• [CHALLENGE] Copy these rows verbatim, beginning at the line that contains "Which region of this screenshot contains the cream" and continuing through the last of the rows.

• [DATA SUPPLIED]
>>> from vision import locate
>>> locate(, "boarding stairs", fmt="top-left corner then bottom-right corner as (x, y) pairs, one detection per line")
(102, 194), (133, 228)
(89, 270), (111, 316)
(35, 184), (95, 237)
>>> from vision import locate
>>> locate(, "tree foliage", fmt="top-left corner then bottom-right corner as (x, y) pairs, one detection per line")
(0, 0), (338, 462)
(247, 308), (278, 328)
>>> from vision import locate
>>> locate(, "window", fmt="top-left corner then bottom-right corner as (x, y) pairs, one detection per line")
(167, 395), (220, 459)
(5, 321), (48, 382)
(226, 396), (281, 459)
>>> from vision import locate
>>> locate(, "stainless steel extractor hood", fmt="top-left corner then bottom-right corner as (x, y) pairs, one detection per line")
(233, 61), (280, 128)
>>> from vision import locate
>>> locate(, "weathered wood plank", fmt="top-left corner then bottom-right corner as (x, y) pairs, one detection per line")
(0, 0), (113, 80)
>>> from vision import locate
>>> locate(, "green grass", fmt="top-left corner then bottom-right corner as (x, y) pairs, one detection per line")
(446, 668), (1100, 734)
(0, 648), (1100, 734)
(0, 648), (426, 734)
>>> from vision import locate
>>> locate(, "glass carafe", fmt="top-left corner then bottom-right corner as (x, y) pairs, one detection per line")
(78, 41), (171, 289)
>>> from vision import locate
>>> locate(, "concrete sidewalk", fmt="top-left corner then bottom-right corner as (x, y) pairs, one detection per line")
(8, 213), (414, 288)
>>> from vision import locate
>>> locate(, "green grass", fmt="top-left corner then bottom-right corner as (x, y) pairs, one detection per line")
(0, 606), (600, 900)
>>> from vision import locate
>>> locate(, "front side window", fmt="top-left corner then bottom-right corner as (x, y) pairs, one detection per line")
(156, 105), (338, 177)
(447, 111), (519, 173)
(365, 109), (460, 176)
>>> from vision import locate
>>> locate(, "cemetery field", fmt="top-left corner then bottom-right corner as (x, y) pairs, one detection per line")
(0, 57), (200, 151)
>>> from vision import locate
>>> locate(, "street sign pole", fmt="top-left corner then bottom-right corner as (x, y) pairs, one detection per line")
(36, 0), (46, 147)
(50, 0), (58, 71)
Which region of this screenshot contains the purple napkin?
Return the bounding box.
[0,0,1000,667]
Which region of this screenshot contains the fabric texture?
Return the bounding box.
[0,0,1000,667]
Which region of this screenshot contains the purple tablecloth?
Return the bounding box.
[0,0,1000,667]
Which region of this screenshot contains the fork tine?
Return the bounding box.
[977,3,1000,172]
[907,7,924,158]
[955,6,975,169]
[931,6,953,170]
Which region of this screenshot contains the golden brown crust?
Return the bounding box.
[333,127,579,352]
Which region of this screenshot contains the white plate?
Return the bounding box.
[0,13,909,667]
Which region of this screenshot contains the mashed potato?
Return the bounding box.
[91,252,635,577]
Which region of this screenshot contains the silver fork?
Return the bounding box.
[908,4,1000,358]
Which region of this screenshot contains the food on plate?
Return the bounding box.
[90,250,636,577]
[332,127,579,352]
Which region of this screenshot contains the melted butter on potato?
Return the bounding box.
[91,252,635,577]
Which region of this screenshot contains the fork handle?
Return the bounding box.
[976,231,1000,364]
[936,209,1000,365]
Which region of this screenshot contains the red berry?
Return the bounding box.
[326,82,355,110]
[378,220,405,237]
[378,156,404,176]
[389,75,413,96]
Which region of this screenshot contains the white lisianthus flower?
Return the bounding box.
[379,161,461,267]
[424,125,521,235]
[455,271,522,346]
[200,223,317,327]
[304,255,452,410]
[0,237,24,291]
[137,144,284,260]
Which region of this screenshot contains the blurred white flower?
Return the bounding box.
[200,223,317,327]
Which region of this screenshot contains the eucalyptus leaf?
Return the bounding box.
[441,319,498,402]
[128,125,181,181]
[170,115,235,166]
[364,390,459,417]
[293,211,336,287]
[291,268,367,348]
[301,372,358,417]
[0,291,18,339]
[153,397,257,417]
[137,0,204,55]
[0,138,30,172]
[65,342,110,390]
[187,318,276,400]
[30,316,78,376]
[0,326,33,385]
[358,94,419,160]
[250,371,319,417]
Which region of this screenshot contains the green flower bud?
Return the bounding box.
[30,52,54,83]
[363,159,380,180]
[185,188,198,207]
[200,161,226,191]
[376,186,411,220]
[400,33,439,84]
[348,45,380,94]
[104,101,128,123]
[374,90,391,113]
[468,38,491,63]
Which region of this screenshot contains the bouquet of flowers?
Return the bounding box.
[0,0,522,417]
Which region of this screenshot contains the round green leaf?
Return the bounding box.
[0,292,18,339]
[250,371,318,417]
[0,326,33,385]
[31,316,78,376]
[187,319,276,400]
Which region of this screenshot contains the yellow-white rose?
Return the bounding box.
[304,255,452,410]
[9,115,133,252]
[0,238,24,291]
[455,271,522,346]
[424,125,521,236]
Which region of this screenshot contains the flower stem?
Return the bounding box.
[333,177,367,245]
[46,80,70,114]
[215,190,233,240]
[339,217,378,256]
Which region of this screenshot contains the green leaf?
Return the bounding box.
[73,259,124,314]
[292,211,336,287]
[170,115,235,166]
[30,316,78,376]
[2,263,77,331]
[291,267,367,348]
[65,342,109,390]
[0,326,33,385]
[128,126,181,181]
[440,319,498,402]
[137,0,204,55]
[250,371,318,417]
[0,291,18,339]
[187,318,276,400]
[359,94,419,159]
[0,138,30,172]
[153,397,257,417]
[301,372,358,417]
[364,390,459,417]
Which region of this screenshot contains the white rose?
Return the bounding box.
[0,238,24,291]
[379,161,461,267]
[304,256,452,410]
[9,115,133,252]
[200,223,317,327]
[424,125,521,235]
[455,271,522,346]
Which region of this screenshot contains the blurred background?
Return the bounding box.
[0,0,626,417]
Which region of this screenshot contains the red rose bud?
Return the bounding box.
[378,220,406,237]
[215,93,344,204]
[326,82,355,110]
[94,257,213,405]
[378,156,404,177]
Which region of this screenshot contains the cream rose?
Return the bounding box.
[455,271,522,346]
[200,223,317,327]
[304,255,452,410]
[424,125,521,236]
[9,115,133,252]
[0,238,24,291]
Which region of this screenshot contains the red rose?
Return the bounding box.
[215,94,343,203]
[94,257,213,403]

• [ANSWER TO THE TASK]
Which region of this screenshot contains the cream rose?
Return the bounding box.
[455,271,522,346]
[200,223,317,327]
[304,255,452,410]
[424,125,521,236]
[9,115,133,252]
[0,238,24,291]
Which region of this screenshot contains the red rose?
Return the bounding box.
[215,94,343,203]
[94,257,213,403]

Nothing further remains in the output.